Work instructions:
Output the line containing "Objective — drop one pin on each instance of the hilltop" and all subsequent lines of the listing below, copied exactly, with no other lines.

Dataset content:
#####

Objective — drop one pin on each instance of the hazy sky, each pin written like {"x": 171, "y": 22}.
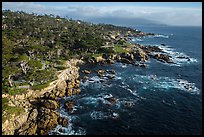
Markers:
{"x": 170, "y": 13}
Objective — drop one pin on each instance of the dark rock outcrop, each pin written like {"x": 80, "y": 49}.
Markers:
{"x": 48, "y": 119}
{"x": 63, "y": 121}
{"x": 69, "y": 105}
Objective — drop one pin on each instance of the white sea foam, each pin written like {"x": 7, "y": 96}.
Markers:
{"x": 161, "y": 36}
{"x": 69, "y": 129}
{"x": 167, "y": 83}
{"x": 98, "y": 115}
{"x": 177, "y": 57}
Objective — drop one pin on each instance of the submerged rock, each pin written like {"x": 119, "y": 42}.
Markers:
{"x": 111, "y": 76}
{"x": 69, "y": 105}
{"x": 63, "y": 121}
{"x": 50, "y": 104}
{"x": 48, "y": 119}
{"x": 86, "y": 71}
{"x": 163, "y": 58}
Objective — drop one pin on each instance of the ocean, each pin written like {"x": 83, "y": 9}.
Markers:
{"x": 154, "y": 100}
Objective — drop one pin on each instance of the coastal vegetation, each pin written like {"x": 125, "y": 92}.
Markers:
{"x": 40, "y": 57}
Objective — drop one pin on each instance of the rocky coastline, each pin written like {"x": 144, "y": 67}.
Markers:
{"x": 40, "y": 106}
{"x": 40, "y": 115}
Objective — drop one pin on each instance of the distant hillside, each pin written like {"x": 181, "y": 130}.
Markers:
{"x": 125, "y": 21}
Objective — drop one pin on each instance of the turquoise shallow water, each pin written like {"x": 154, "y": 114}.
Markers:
{"x": 157, "y": 97}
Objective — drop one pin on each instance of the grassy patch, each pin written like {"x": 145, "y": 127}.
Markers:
{"x": 119, "y": 49}
{"x": 128, "y": 44}
{"x": 60, "y": 67}
{"x": 41, "y": 86}
{"x": 96, "y": 55}
{"x": 9, "y": 110}
{"x": 15, "y": 91}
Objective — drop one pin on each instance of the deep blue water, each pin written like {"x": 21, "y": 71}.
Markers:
{"x": 159, "y": 101}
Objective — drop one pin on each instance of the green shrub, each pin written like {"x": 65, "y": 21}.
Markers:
{"x": 9, "y": 110}
{"x": 41, "y": 86}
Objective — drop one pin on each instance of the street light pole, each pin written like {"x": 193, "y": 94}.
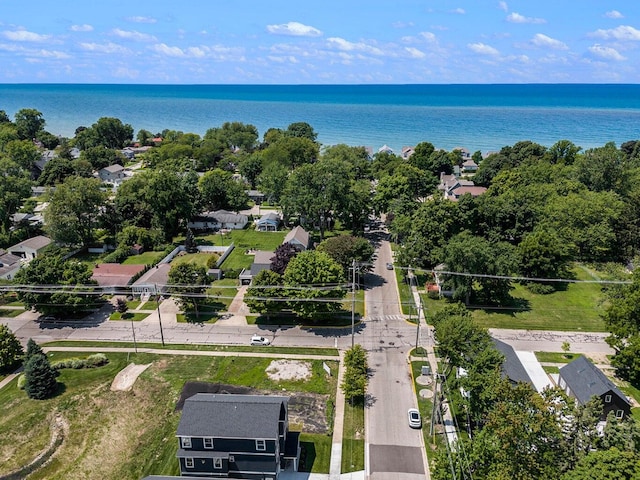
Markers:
{"x": 353, "y": 301}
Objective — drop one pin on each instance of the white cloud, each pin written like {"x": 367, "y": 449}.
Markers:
{"x": 623, "y": 32}
{"x": 483, "y": 49}
{"x": 415, "y": 53}
{"x": 104, "y": 47}
{"x": 517, "y": 18}
{"x": 140, "y": 19}
{"x": 133, "y": 35}
{"x": 613, "y": 14}
{"x": 347, "y": 46}
{"x": 168, "y": 51}
{"x": 81, "y": 28}
{"x": 607, "y": 53}
{"x": 294, "y": 29}
{"x": 25, "y": 36}
{"x": 541, "y": 40}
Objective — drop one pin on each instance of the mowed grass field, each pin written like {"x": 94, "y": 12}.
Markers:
{"x": 128, "y": 435}
{"x": 577, "y": 308}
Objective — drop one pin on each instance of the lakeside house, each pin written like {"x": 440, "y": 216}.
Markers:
{"x": 582, "y": 380}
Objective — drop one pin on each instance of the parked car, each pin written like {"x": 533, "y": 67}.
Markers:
{"x": 415, "y": 421}
{"x": 258, "y": 340}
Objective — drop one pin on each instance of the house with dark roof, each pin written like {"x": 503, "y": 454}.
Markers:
{"x": 261, "y": 261}
{"x": 236, "y": 436}
{"x": 269, "y": 222}
{"x": 298, "y": 237}
{"x": 512, "y": 367}
{"x": 31, "y": 247}
{"x": 582, "y": 380}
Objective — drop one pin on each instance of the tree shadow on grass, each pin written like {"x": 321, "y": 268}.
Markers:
{"x": 307, "y": 456}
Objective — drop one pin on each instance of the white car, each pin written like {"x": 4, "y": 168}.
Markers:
{"x": 258, "y": 340}
{"x": 415, "y": 421}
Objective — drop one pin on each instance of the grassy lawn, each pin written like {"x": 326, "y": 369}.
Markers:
{"x": 128, "y": 316}
{"x": 353, "y": 438}
{"x": 10, "y": 312}
{"x": 145, "y": 258}
{"x": 128, "y": 435}
{"x": 207, "y": 348}
{"x": 576, "y": 308}
{"x": 193, "y": 258}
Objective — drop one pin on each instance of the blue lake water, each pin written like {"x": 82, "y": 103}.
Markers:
{"x": 479, "y": 117}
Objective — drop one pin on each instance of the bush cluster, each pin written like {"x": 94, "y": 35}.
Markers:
{"x": 92, "y": 361}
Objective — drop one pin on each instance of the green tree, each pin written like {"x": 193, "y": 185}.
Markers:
{"x": 354, "y": 383}
{"x": 611, "y": 464}
{"x": 40, "y": 378}
{"x": 52, "y": 270}
{"x": 468, "y": 254}
{"x": 188, "y": 282}
{"x": 346, "y": 248}
{"x": 10, "y": 348}
{"x": 266, "y": 295}
{"x": 74, "y": 209}
{"x": 318, "y": 284}
{"x": 29, "y": 122}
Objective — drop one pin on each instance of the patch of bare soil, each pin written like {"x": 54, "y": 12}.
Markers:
{"x": 289, "y": 370}
{"x": 306, "y": 409}
{"x": 127, "y": 377}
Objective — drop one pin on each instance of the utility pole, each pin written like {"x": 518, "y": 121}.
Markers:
{"x": 353, "y": 301}
{"x": 159, "y": 298}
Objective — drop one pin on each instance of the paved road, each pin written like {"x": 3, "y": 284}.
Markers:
{"x": 393, "y": 449}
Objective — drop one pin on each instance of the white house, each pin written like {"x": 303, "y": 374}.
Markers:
{"x": 30, "y": 248}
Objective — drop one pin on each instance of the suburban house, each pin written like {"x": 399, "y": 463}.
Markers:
{"x": 406, "y": 152}
{"x": 31, "y": 247}
{"x": 236, "y": 436}
{"x": 269, "y": 222}
{"x": 112, "y": 173}
{"x": 453, "y": 187}
{"x": 217, "y": 220}
{"x": 261, "y": 261}
{"x": 469, "y": 166}
{"x": 582, "y": 380}
{"x": 153, "y": 281}
{"x": 298, "y": 237}
{"x": 9, "y": 265}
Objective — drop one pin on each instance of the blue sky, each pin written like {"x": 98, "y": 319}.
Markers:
{"x": 320, "y": 42}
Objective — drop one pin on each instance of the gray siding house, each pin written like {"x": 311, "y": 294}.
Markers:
{"x": 582, "y": 380}
{"x": 236, "y": 436}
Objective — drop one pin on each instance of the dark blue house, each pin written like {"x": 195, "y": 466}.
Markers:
{"x": 236, "y": 436}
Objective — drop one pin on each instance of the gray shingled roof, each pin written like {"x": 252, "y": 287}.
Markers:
{"x": 586, "y": 380}
{"x": 231, "y": 416}
{"x": 512, "y": 367}
{"x": 299, "y": 234}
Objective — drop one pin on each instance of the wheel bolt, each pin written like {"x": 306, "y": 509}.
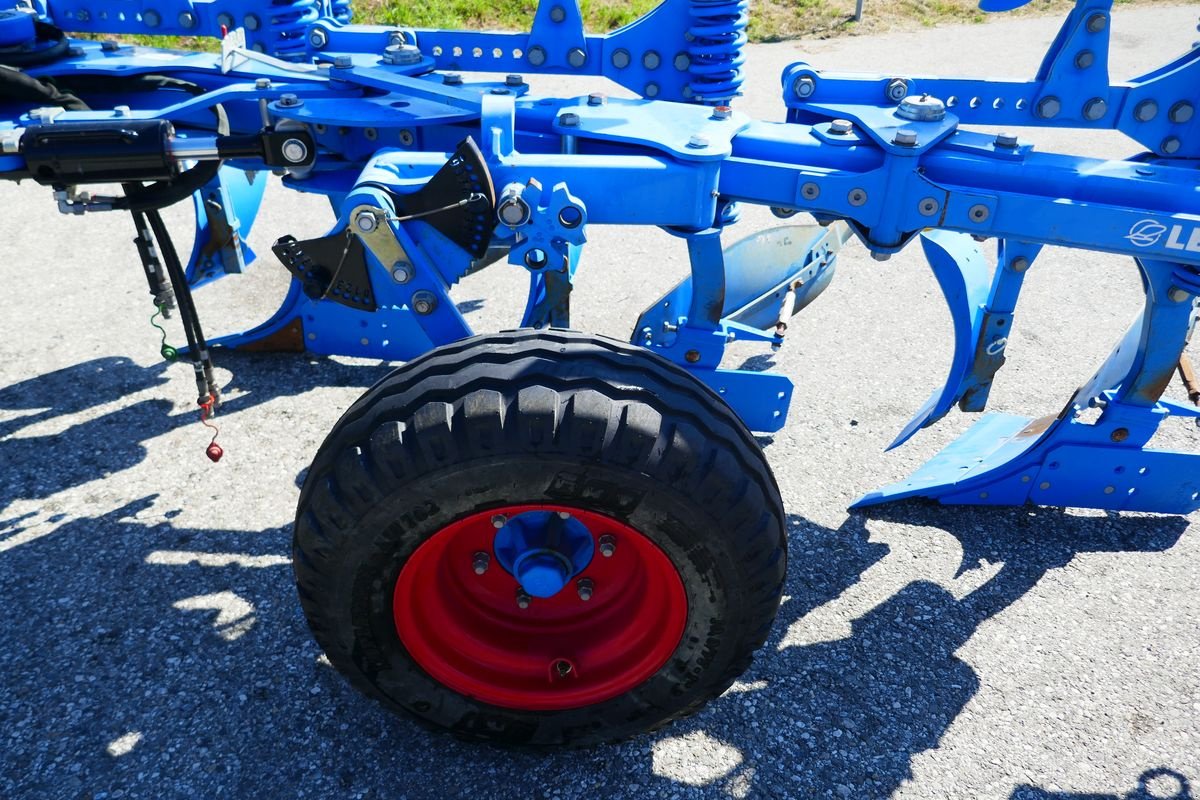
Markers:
{"x": 585, "y": 587}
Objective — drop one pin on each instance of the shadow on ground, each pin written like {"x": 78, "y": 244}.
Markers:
{"x": 174, "y": 662}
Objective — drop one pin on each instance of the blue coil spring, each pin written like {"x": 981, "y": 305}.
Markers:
{"x": 282, "y": 31}
{"x": 714, "y": 48}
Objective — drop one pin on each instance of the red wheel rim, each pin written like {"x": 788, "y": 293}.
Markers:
{"x": 467, "y": 631}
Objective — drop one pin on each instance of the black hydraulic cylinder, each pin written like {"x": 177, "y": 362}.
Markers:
{"x": 107, "y": 151}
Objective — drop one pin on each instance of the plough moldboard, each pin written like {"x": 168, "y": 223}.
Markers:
{"x": 552, "y": 537}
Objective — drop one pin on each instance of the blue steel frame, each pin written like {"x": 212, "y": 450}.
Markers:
{"x": 888, "y": 158}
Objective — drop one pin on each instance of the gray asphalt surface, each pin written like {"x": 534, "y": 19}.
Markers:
{"x": 153, "y": 647}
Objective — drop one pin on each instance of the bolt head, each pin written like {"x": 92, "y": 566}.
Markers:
{"x": 841, "y": 127}
{"x": 294, "y": 150}
{"x": 1095, "y": 109}
{"x": 897, "y": 90}
{"x": 1181, "y": 112}
{"x": 1145, "y": 110}
{"x": 1049, "y": 107}
{"x": 366, "y": 221}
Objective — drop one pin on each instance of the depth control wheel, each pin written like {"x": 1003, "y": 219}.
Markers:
{"x": 540, "y": 539}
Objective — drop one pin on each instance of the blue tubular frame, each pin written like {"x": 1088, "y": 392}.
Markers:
{"x": 888, "y": 155}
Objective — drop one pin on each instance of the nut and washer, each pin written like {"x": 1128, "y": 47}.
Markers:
{"x": 425, "y": 302}
{"x": 294, "y": 150}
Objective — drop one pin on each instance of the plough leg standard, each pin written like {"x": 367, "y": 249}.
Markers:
{"x": 550, "y": 537}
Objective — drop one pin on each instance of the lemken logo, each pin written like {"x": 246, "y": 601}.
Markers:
{"x": 1147, "y": 233}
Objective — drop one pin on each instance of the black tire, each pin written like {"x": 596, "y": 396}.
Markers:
{"x": 540, "y": 416}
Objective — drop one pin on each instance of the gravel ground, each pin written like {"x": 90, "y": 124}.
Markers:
{"x": 153, "y": 645}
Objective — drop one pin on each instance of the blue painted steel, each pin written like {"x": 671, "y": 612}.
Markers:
{"x": 544, "y": 549}
{"x": 387, "y": 113}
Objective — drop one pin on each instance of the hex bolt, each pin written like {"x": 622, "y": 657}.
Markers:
{"x": 366, "y": 221}
{"x": 897, "y": 90}
{"x": 294, "y": 150}
{"x": 1175, "y": 294}
{"x": 1049, "y": 107}
{"x": 425, "y": 302}
{"x": 1181, "y": 112}
{"x": 1145, "y": 110}
{"x": 841, "y": 127}
{"x": 401, "y": 271}
{"x": 1095, "y": 109}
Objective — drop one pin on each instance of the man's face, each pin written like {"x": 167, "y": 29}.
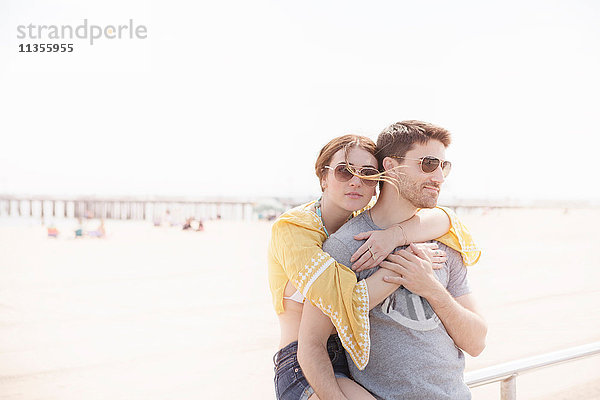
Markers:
{"x": 419, "y": 188}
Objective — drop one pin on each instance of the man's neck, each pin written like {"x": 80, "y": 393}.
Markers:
{"x": 391, "y": 208}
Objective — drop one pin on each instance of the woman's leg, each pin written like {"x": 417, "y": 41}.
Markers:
{"x": 351, "y": 389}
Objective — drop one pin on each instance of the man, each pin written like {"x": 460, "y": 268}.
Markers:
{"x": 419, "y": 332}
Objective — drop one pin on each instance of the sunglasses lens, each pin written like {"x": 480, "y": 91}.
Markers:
{"x": 342, "y": 173}
{"x": 429, "y": 164}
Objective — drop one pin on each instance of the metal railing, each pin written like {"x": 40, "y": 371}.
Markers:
{"x": 507, "y": 373}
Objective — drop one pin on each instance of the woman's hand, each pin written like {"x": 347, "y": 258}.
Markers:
{"x": 378, "y": 246}
{"x": 432, "y": 252}
{"x": 415, "y": 270}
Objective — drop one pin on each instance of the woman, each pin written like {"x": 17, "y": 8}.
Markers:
{"x": 299, "y": 269}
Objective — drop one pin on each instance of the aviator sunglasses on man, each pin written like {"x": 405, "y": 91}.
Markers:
{"x": 430, "y": 163}
{"x": 345, "y": 172}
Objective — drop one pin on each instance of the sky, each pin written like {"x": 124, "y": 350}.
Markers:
{"x": 236, "y": 98}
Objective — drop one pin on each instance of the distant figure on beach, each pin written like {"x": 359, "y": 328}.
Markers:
{"x": 299, "y": 269}
{"x": 188, "y": 223}
{"x": 52, "y": 231}
{"x": 99, "y": 232}
{"x": 79, "y": 228}
{"x": 419, "y": 333}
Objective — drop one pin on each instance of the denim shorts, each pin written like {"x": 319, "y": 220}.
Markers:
{"x": 290, "y": 383}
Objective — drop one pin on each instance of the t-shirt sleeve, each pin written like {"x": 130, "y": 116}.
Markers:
{"x": 327, "y": 284}
{"x": 458, "y": 283}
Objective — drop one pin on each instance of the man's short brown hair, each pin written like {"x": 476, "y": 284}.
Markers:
{"x": 399, "y": 138}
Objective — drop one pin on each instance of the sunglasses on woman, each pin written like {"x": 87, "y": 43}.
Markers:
{"x": 345, "y": 172}
{"x": 430, "y": 163}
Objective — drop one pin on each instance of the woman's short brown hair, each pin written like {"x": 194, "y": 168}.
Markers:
{"x": 346, "y": 143}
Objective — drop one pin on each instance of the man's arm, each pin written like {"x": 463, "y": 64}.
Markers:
{"x": 460, "y": 315}
{"x": 313, "y": 357}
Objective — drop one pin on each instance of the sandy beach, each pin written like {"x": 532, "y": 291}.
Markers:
{"x": 159, "y": 313}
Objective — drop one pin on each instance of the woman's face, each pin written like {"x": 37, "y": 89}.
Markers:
{"x": 351, "y": 195}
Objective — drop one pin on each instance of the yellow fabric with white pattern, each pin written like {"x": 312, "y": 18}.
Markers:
{"x": 295, "y": 255}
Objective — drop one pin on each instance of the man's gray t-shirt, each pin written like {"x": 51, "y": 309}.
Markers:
{"x": 412, "y": 356}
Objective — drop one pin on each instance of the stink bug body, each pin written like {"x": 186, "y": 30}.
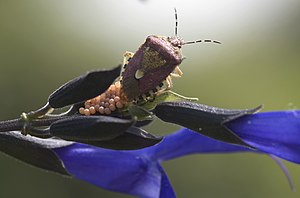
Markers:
{"x": 145, "y": 74}
{"x": 152, "y": 66}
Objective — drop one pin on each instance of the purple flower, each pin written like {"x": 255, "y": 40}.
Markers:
{"x": 138, "y": 172}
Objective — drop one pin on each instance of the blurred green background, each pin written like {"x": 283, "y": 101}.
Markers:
{"x": 46, "y": 43}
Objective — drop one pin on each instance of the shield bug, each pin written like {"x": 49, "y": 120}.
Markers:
{"x": 145, "y": 74}
{"x": 150, "y": 69}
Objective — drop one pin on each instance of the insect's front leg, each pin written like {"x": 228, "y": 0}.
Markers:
{"x": 177, "y": 72}
{"x": 127, "y": 56}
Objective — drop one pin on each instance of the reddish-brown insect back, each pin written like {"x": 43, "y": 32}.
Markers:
{"x": 150, "y": 66}
{"x": 148, "y": 72}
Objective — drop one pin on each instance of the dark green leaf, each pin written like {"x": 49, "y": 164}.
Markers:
{"x": 134, "y": 138}
{"x": 203, "y": 119}
{"x": 34, "y": 151}
{"x": 82, "y": 128}
{"x": 83, "y": 87}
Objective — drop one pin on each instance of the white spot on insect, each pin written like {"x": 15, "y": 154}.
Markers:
{"x": 139, "y": 74}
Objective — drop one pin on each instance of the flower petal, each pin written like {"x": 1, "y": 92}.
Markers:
{"x": 120, "y": 171}
{"x": 276, "y": 133}
{"x": 185, "y": 142}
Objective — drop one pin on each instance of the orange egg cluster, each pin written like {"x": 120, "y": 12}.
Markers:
{"x": 105, "y": 103}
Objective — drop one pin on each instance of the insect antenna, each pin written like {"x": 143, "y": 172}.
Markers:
{"x": 176, "y": 22}
{"x": 202, "y": 41}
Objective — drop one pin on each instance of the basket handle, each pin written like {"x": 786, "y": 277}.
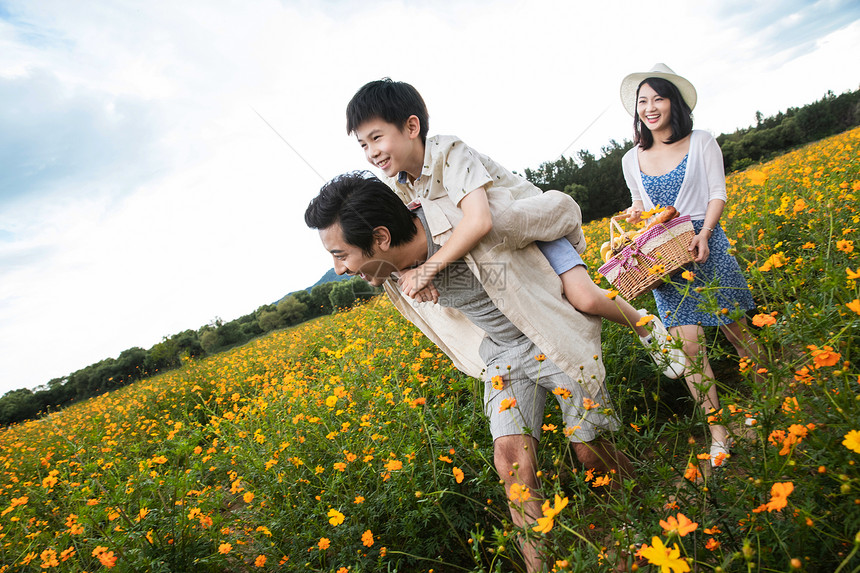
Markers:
{"x": 615, "y": 227}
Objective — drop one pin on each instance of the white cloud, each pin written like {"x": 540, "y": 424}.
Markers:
{"x": 164, "y": 200}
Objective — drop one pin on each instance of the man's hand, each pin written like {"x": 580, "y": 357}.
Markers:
{"x": 417, "y": 283}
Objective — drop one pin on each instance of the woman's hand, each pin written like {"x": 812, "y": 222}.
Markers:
{"x": 634, "y": 212}
{"x": 699, "y": 246}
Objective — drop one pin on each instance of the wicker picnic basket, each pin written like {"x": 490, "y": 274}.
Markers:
{"x": 635, "y": 269}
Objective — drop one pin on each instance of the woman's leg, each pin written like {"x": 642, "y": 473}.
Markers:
{"x": 700, "y": 378}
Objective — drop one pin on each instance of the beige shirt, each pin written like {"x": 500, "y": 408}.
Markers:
{"x": 512, "y": 270}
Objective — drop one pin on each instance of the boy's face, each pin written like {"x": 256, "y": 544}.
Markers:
{"x": 390, "y": 148}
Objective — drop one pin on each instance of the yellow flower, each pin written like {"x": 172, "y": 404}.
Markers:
{"x": 779, "y": 493}
{"x": 845, "y": 246}
{"x": 519, "y": 493}
{"x": 852, "y": 441}
{"x": 756, "y": 177}
{"x": 823, "y": 356}
{"x": 668, "y": 560}
{"x": 645, "y": 320}
{"x": 507, "y": 403}
{"x": 682, "y": 525}
{"x": 335, "y": 517}
{"x": 458, "y": 474}
{"x": 394, "y": 465}
{"x": 498, "y": 382}
{"x": 774, "y": 261}
{"x": 367, "y": 538}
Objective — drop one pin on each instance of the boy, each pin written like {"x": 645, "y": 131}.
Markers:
{"x": 369, "y": 232}
{"x": 474, "y": 195}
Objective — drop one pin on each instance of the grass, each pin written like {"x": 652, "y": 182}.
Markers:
{"x": 350, "y": 443}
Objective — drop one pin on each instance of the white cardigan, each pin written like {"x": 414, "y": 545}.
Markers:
{"x": 704, "y": 179}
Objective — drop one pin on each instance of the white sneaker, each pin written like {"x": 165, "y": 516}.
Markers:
{"x": 664, "y": 354}
{"x": 720, "y": 452}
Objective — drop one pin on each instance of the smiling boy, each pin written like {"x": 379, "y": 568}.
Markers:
{"x": 492, "y": 326}
{"x": 467, "y": 192}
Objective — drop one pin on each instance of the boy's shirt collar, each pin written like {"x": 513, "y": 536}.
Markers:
{"x": 403, "y": 177}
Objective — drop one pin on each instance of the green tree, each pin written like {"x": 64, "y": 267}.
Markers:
{"x": 291, "y": 310}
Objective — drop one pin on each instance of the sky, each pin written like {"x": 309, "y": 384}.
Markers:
{"x": 156, "y": 158}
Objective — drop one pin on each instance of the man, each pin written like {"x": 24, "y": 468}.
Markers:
{"x": 499, "y": 310}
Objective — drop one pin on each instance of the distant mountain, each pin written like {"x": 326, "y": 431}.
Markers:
{"x": 328, "y": 277}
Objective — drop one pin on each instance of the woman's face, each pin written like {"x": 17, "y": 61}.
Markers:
{"x": 654, "y": 110}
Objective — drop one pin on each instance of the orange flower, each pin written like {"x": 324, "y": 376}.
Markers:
{"x": 507, "y": 403}
{"x": 692, "y": 472}
{"x": 763, "y": 320}
{"x": 774, "y": 261}
{"x": 756, "y": 177}
{"x": 335, "y": 517}
{"x": 519, "y": 493}
{"x": 458, "y": 474}
{"x": 779, "y": 493}
{"x": 645, "y": 320}
{"x": 824, "y": 356}
{"x": 367, "y": 538}
{"x": 394, "y": 465}
{"x": 563, "y": 392}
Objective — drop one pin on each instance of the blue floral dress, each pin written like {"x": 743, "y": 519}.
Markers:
{"x": 677, "y": 301}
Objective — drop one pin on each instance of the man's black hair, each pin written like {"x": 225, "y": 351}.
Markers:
{"x": 360, "y": 202}
{"x": 390, "y": 101}
{"x": 680, "y": 114}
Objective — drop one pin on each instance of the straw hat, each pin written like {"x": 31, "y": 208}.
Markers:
{"x": 630, "y": 84}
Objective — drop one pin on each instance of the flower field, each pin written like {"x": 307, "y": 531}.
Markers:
{"x": 350, "y": 443}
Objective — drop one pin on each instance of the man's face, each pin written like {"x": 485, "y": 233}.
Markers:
{"x": 349, "y": 259}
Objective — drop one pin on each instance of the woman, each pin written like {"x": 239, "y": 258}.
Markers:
{"x": 672, "y": 164}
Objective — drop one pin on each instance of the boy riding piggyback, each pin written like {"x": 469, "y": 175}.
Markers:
{"x": 486, "y": 206}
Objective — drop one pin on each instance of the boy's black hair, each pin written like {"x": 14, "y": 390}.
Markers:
{"x": 681, "y": 116}
{"x": 361, "y": 202}
{"x": 390, "y": 101}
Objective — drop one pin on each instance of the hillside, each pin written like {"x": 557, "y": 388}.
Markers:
{"x": 350, "y": 443}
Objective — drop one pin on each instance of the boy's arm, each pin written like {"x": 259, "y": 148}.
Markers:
{"x": 475, "y": 224}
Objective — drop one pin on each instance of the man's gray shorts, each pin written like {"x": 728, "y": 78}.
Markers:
{"x": 529, "y": 381}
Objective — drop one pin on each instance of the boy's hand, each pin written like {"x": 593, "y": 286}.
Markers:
{"x": 417, "y": 283}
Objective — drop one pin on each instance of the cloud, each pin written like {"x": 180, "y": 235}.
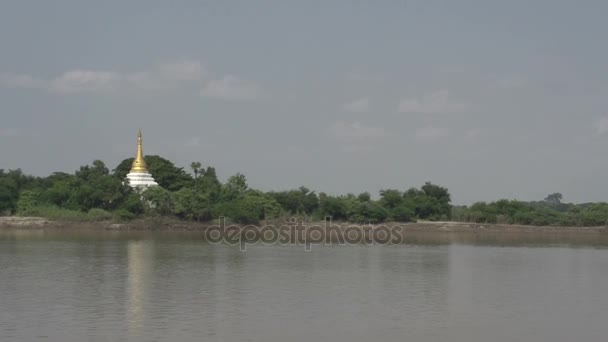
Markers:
{"x": 512, "y": 82}
{"x": 232, "y": 88}
{"x": 75, "y": 81}
{"x": 601, "y": 126}
{"x": 355, "y": 136}
{"x": 9, "y": 132}
{"x": 435, "y": 102}
{"x": 196, "y": 142}
{"x": 472, "y": 134}
{"x": 163, "y": 77}
{"x": 19, "y": 81}
{"x": 430, "y": 134}
{"x": 357, "y": 106}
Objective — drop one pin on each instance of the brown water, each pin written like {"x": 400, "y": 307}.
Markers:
{"x": 161, "y": 287}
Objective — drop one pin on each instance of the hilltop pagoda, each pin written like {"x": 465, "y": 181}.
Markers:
{"x": 139, "y": 177}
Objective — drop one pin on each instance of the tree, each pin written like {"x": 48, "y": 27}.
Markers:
{"x": 196, "y": 168}
{"x": 390, "y": 198}
{"x": 555, "y": 197}
{"x": 209, "y": 183}
{"x": 158, "y": 200}
{"x": 234, "y": 187}
{"x": 8, "y": 195}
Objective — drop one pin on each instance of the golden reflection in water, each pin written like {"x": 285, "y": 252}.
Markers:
{"x": 140, "y": 254}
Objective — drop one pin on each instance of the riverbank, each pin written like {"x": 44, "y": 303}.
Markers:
{"x": 164, "y": 224}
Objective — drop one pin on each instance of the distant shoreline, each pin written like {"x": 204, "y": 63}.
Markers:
{"x": 15, "y": 222}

#####

Output below:
Objective — drop one pin on each instance of the hilltop pagoda, each pin written like {"x": 465, "y": 181}.
Markers:
{"x": 139, "y": 177}
Objective — drop one pin on each instance of the tree, each pin written like {"x": 48, "y": 27}.
Markers:
{"x": 196, "y": 168}
{"x": 390, "y": 198}
{"x": 555, "y": 197}
{"x": 209, "y": 183}
{"x": 158, "y": 200}
{"x": 234, "y": 187}
{"x": 8, "y": 195}
Objective — drop one pin on each instance of the golden reflection in water, each pin written like {"x": 285, "y": 252}.
Markers:
{"x": 140, "y": 254}
Objective — drop one pin on each instance of the riverbank, each pin written like {"x": 44, "y": 303}.
Markers:
{"x": 164, "y": 224}
Objective — drop one pin on each instance of the distant shoreline, each pin written like {"x": 204, "y": 63}.
Markers:
{"x": 15, "y": 222}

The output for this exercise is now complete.